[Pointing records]

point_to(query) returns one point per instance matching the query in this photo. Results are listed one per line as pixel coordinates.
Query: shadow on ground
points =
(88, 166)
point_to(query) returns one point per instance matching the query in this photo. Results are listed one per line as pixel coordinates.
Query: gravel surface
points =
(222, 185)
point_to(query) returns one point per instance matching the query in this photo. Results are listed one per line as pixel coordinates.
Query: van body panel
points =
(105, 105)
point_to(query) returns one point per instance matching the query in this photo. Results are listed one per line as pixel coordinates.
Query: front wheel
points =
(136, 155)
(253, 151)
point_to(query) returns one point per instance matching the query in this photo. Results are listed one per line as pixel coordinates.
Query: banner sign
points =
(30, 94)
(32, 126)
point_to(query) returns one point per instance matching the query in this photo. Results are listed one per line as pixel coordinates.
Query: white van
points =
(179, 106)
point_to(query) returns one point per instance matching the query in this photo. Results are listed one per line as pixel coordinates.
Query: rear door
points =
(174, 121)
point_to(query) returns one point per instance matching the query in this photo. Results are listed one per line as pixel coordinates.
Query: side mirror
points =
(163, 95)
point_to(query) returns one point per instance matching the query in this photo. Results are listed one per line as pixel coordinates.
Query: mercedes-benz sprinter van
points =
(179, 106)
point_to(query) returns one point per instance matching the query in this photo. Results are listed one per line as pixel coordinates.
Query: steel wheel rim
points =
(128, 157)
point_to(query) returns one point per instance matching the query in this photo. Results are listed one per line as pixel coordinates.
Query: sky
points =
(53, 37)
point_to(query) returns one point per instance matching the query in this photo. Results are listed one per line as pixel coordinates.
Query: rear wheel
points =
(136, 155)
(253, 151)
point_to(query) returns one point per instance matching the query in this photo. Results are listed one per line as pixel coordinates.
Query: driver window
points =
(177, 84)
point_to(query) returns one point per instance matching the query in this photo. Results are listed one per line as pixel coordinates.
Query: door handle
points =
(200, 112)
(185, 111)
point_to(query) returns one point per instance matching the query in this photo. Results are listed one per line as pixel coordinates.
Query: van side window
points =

• [Exercise aim]: Write out the entire listing exactly.

• [Result]:
point_to(query) returns one point per instance matching the query in this photo. Results are listed one per line as pixel coordinates.
Query: shadow on ground
points =
(88, 166)
point_to(query) returns one point per instance matching the query in this photo. Results are listed one per line as pixel coordinates.
Query: gravel surface
points =
(222, 185)
point_to(query) returns one point per instance matching the query in this photo. Results are listed one per line as pixel coordinates.
Query: van body panel
points =
(105, 105)
point_to(query) returns one point per instance matching the query in this photo. Results are listed one per line as pixel coordinates.
Query: front wheel
points =
(136, 155)
(253, 151)
point_to(query) returns one point per instance matching the query in this photo. Results are listed one per line as pixel coordinates.
Query: banner sign
points =
(30, 94)
(32, 126)
point_to(query) returns one point per instance matching the query in this photo. Results are listed one per line as pixel coordinates.
Query: white van
points =
(179, 106)
point_to(query) returns one point per instance matching the query in this photo. Results are listed one per line as pixel coordinates.
Query: rear door
points =
(174, 121)
point_to(query) returns one point per instance matching the query in this photo. Results are listed one per line as pixel coordinates.
Query: side mirror
points =
(163, 95)
point_to(query) returns one point per instance matching the query in this photo. Results are listed one per line as pixel coordinates.
Query: mercedes-benz sprinter van
points =
(179, 106)
point_to(query) returns one point per instance matching the query in this photo. Results are listed one per line as pixel coordinates.
Query: steel wheel rim
points =
(128, 157)
point_to(query) returns one point per instance matching the query in this photo. Results are listed one per line as pixel coordinates.
Query: sky
points =
(53, 37)
point_to(query) returns one point per instance matching the query in this photo. Results are listed one per line as pixel coordinates.
Query: rear wheel
points =
(136, 155)
(253, 151)
point_to(query) returns one point per instance matching the query in this photo. Results are listed one per line as pixel coordinates.
Query: driver window
points =
(177, 84)
point_to(query) returns one point per instance matching the query in this photo. Results are listed one per line as pixel coordinates.
Query: door handle
points =
(200, 112)
(185, 111)
point_to(query) returns one point per instance matching the query in this photo. Results are listed one per line as pixel coordinates.
Query: van side window
points =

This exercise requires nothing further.